Copy out the following lines exactly as they are, with nothing changed.

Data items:
--- start ---

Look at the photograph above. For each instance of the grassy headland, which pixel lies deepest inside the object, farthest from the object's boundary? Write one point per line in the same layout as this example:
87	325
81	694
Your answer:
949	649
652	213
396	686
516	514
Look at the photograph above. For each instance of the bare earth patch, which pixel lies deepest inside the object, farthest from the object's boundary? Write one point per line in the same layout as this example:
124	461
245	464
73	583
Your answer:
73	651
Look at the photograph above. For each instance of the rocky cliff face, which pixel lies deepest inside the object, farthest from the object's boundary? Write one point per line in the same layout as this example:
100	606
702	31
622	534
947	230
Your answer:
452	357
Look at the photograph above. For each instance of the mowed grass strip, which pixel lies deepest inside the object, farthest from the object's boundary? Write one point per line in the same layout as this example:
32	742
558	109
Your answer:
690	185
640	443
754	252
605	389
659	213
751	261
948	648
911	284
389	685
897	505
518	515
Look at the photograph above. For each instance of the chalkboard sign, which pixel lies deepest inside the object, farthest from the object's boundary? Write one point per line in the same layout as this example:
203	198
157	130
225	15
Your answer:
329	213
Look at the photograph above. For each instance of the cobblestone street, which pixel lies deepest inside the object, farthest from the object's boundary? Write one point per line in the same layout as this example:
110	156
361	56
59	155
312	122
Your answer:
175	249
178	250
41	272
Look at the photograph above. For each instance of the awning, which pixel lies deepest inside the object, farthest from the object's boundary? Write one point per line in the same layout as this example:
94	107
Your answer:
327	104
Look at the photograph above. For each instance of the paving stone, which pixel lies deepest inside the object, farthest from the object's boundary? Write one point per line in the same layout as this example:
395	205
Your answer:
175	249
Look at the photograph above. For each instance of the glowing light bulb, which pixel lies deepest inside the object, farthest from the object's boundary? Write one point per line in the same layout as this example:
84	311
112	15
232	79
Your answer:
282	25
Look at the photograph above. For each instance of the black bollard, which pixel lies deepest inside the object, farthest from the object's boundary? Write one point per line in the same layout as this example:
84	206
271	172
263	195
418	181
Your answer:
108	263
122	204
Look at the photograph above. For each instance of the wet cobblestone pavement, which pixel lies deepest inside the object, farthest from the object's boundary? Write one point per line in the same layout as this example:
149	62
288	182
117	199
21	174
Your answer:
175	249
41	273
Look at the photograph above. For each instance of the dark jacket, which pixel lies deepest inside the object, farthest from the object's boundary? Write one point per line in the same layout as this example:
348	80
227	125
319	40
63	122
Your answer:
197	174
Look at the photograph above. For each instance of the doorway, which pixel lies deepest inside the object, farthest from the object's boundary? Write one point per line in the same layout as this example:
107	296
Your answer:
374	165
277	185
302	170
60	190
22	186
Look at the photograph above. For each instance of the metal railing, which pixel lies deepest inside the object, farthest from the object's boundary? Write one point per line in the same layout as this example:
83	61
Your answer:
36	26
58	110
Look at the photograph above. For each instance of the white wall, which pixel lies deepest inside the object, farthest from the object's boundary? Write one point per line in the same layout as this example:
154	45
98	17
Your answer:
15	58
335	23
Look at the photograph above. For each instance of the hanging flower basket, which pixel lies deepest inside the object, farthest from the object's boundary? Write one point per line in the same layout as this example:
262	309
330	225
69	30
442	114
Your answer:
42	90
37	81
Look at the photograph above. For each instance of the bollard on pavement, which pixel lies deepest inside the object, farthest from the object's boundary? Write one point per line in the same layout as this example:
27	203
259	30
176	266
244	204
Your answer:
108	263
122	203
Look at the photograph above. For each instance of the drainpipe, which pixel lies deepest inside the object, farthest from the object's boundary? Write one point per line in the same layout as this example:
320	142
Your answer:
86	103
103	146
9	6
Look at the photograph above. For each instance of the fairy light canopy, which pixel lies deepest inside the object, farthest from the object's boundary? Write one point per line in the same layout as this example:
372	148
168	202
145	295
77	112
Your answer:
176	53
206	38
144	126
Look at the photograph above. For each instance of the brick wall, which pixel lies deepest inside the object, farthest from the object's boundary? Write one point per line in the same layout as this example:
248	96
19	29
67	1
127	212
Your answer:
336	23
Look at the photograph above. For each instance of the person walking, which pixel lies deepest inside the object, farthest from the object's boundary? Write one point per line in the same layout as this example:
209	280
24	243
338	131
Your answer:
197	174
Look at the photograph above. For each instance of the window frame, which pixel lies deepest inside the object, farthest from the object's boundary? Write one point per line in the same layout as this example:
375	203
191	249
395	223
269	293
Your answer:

--- end ---

Exercise solution:
Look at the photograph above. For each instance of the grassy headland, which pixel lies deepest inside the object, farthest from the object's boundary? Write one point per line in the same layout as this example:
87	325
81	694
Your answer:
949	649
652	213
396	686
516	514
Look at the photograph above. For each instance of the bare earth patch, which pixel lies deepest inside the object, farthest from the object's boundary? Write one point per line in the same layout as this example:
124	461
245	464
73	583
Your answer:
73	651
Look at the photograph above. For each instance of the rocky cliff face, which pixel lies deepest inside the object, farthest from the object's boundary? Write one point per line in the same layout as this example:
100	606
702	31
622	534
947	230
Your answer:
452	357
Look at the photograph above. For each instance of the mowed grass strip, which pixel lies deepest inside the object, farthest from the object's boundary? Write one point per line in the same layout as this example:
32	742
558	109
Your answer:
690	185
640	443
754	252
605	389
659	213
751	261
948	648
911	284
389	685
897	505
518	515
Look at the photograph above. For each instance of the chalkboard sign, which pixel lies deepest inside the object, farthest from the object's boundary? Write one point per line in the same layout as this example:
203	198
157	130
225	15
Your answer:
329	213
Look at the photograph above. For each instance of the cobblestone street, which pixel lies deepest inside the object, farthest from the object's boundary? Write one point per line in the same layout as this example:
110	156
361	56
59	155
312	122
Your answer:
175	249
178	250
41	272
Look at the photograph above. For each instance of the awning, which pixel lies deepest inside the object, farthest from the object's boundary? Write one point per line in the same layout as this example:
94	107
Your answer:
327	104
Look at the photograph above. For each instance of the paving stone, which pixel lies deepest inside the object, farthest from the object's boundary? Write one point per line in the same layout as this example:
395	205
Your answer:
175	249
Look at the photograph above. For each instance of the glowing light bulb, which pixel lies deepest inside the object, farthest from the object's boundary? Write one point per line in the same layout as this example:
84	311
112	15
232	79
Your answer:
282	25
Look at the photograph above. For each instance of the black bollard, which pixel lies deepest inside the object, farthest from the object's boundary? Write one point per line in the same layout as this example:
84	206
271	172
263	195
418	181
Your answer:
108	263
122	204
Look at the photograph above. For each instance of the wet cobblestone pavement, which pixel lies deepest inside the object, farthest from the object's boundary? Write one point per line in the same layout as this example:
149	62
288	182
117	199
21	174
Your answer:
175	249
41	273
Look at the photograph above. For each instance of the dark jacket, which pixel lies deepest inside the object, farthest from the object's boundary? Write one point per line in the same layout as this example:
348	80
227	125
319	40
63	122
Your answer:
197	174
Look at the photograph above. For each instance of the doorway, which pixel lies deepest inside the object, farthest from the object's boundary? Write one point per line in the same layout as this example:
107	296
Your answer:
374	165
277	185
302	170
60	190
22	186
Look at the photograph above. For each instance of the metal railing, which pixel lies deepest inside the object, farthest from the object's boundary? Write one point per line in the same layout as this example:
83	61
Your answer:
36	26
58	110
Look at the photograph above. For each instance of the white wall, which pixel lies deepest inside the object, farthest from the object's boundary? Write one point per line in the same layout as this example:
154	45
98	17
Your answer:
15	58
335	23
Look at the photograph above. For each instance of the hanging flower basket, which pixel lies deepest inside the object, farthest from the object's boundary? Write one point per line in the same layout as this example:
262	309
330	225
69	30
442	114
Your answer:
42	90
37	81
Look at the photograph above. For each instance of the bollard on pavement, which pixel lies deepest inside the object, farthest from the object's boundary? Write one point per line in the same layout as this example:
27	203
259	30
176	266
244	204
Your answer:
108	263
122	203
Look at the photograph above. For each instance of the drainpipe, which pixel lies deepest inside the object, farthest from the object's boundary? Write one point per line in the same layout as this example:
320	142
Your answer:
86	103
103	146
9	6
Look at the photograph above. For each instance of the fairy light canopy, which pixel lies deepest inside the object, farthest from the object's boundary? Write one point per line in the same layout as this example:
372	148
168	202
145	295
77	112
Your answer:
176	53
206	38
144	126
Look at the photograph above. For each instance of the brick wall, which pixel lies deepest inside the object, farthest from the object's boundary? Write one point per line in the same layout as this example:
248	96
19	29
67	1
127	212
Your answer:
336	23
Look at the photograph above. For each instance of the person walking, which pixel lies deepest inside the object, farthest from the object's boundary? Write one point per line in the same layout as this example:
209	280
24	243
338	131
Your answer:
197	174
Look at the photograph above. For each instance of the window frame, which pixel lies deepest inside the object, farthest from the object's boundary? Write one point per line in the same layout as this example:
375	203
191	249
395	223
269	293
Your answer:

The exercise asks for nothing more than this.